» Aim
Reproduce all of the records below line for line, leaving the pictures out.

» Given records
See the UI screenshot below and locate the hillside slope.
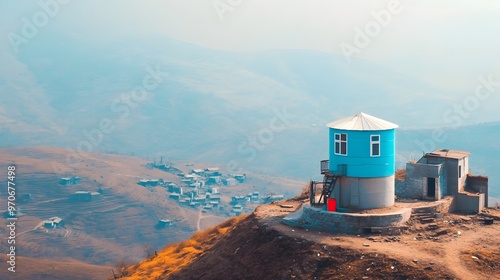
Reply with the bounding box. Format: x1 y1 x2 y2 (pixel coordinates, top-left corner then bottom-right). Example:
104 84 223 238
121 201 500 279
0 147 303 279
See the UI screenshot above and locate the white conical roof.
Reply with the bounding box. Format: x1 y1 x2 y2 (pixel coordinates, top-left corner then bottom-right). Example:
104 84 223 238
326 113 398 130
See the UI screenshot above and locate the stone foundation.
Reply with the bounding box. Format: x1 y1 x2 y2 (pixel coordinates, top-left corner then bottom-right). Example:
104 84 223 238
283 205 411 234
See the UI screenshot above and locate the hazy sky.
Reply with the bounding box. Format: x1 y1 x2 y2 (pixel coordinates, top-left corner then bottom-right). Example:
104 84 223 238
0 0 500 124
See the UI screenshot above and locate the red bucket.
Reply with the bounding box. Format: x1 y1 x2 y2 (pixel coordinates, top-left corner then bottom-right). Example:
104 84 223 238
326 198 337 212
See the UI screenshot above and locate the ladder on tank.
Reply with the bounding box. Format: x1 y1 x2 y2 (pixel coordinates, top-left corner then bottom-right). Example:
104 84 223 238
310 173 338 206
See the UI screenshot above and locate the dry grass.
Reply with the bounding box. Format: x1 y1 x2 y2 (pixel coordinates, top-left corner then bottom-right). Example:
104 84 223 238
122 216 246 279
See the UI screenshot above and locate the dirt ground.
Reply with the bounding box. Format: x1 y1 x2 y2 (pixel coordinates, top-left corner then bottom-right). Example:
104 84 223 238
255 201 500 279
121 200 500 280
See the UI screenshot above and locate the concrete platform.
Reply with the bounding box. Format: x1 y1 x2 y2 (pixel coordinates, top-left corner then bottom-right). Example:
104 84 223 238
283 204 412 234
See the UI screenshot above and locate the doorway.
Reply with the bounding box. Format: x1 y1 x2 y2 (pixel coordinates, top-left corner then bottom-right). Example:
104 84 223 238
427 178 436 198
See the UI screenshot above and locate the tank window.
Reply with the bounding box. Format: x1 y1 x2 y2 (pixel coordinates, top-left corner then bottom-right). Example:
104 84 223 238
370 135 380 157
335 133 347 156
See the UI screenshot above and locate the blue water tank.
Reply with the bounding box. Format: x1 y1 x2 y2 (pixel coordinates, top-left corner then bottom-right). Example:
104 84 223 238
327 113 398 178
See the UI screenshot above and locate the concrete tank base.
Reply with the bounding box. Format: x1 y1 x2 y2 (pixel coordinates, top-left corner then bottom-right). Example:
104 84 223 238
283 205 411 234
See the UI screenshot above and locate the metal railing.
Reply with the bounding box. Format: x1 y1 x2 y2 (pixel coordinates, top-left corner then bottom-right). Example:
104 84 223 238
320 159 330 174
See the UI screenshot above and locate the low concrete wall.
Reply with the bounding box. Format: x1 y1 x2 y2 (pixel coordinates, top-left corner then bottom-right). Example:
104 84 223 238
453 193 484 214
283 205 411 233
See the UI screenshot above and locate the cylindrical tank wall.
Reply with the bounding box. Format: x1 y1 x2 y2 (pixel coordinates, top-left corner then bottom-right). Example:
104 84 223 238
334 175 394 209
329 128 396 178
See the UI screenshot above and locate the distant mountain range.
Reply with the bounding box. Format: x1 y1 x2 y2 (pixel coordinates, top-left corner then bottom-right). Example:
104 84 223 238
0 34 500 197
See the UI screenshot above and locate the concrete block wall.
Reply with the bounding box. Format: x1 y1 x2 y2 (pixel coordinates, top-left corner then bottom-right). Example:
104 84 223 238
395 178 424 199
466 174 488 207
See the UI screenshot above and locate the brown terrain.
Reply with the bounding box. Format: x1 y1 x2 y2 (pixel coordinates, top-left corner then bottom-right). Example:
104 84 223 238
120 196 500 280
0 147 302 279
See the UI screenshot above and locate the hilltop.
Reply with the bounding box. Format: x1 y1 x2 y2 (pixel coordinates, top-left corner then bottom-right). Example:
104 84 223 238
0 147 302 279
121 199 500 279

» Output of the task
See the UI screenshot below and locate the hillside slope.
Reply with the bounding box. Format: x1 y1 x2 y2 (pixel coordinates, top-left corner then bottom-right). Example:
104 84 223 238
121 201 500 279
0 147 303 279
See the UI screenshot above and locate the white conical roof.
Reply with the bounding box. Format: x1 y1 x2 y2 (pixel coordinates, top-left corner then bottom-right). Example:
104 84 223 238
326 113 398 130
See the UI screenshot above and locate the stone foundation.
Reply with the bounding box. Format: x1 y1 x2 y2 (pixel coordinates, top-left corner then bottom-right). Example:
104 84 223 238
283 205 411 234
See the UI screenshot above and locate the hazy sky.
Reply with the bounding box. Format: x1 y1 x2 y2 (pixel coordinates, top-left corner then bottom-right). Example:
104 84 223 238
0 0 500 124
See the UI screenshot above and locate the red bucket.
Reply with the bounding box. Format: x1 y1 x2 y2 (pixel coordinates, top-left corner then bottom-right). Example:
104 84 223 238
326 198 337 212
See the UI screenshot above and locate the ladder on tank.
Reply with the bounding box. Format: x1 y1 x2 y2 (pixel coordinates, top-left corner then bottom-right). Example:
104 84 223 238
310 173 338 206
See the UI screenshot above and locate the dry grass.
Reply with the bounding box. Format: x1 y1 x2 y2 (pixel coordinates, top-left corner then bottom-right). Example:
104 84 223 238
122 216 246 279
See the UI screenshot above and locate the dirt ground.
Reply with the bounding box. Format: x1 y1 x2 y2 (pixel coordinates, top-left corner then bottom-right). Example:
104 84 223 238
255 201 500 279
121 200 500 280
See the UI screenshot above and locate the concrete platform.
Reply with the bounding box. Format: x1 y1 x2 y2 (pixel coordinates, top-left corner then bottom-right). Example:
104 84 223 238
283 204 412 234
See the UI screenshot above and locate the doorway.
Reply with the bounding box. Format: x1 y1 x2 y2 (pixel coordinates, top-left corner then bottom-right). Example:
104 84 223 238
427 178 436 198
See the UI screenshot above and locate the tank window.
Reply with the bounding box. Format: x1 y1 x2 y2 (pixel coordinates, top-left corner then bottom-right). Example:
104 84 223 238
370 135 380 157
335 133 347 156
See the UI screenshot above and locate the blue water tank.
Reply with the bounding box. Format: x1 y1 x2 y2 (pixel coordinates, top-left corner then bottom-right). Example:
104 84 223 238
327 113 398 178
See the UI screenshot above and locate the concrete tank base.
Reply with the bounding box. Format: x1 y1 x2 y2 (pixel coordinates, top-left corner then bottom-right). Example:
104 84 223 238
283 205 411 234
See the UI screenshot above and locate the metal railing.
Reply with the bounding box. Format: x1 y1 x2 y2 (pixel coordinates, top-left corner then bottom-right). Example:
104 84 223 238
320 159 330 174
See the UI screenshot above and locate the low concrete wall.
Reply with the bounding box. Format: x1 y1 x2 y2 (pixel coordinates, top-left corner then bottom-right). Example:
104 84 223 238
453 193 484 214
283 205 411 233
See the UI screenshot above and locate the cylindrical tank wall.
Reply with the bounding box. Format: x1 y1 x2 y2 (pixel coordinates, top-left corner then bottom-right). Example:
104 84 223 238
334 175 394 209
329 128 396 178
See the UI screenshot above and locate the distant mountain range.
Reply with the bounding box. Format: x1 y1 x2 y2 (pixel coordinates, top-left corner then bottom-right). Example:
104 84 223 238
0 34 500 197
See the UI screenshot above and locate the concrete block wall.
Reply with the bounding box. Format: x1 y1 x2 y2 (pixel coordinates, top-left corner then bottom-right). Example:
104 84 223 238
395 178 424 199
466 174 488 207
See the UI screenshot above and locate the brown terrain.
Reply with the bounding box. Format: x1 y1 x2 y2 (pixel coordinates, top-left corner then bottom-right). Example:
104 84 223 238
120 196 500 280
0 147 302 279
See the UI screenshot above and locate the hilltop.
Reply with the bounding box. Format: x1 y1 x2 y2 (pixel coordinates, top-left corner then bottom-right). Example:
104 84 223 238
0 147 302 279
121 199 500 279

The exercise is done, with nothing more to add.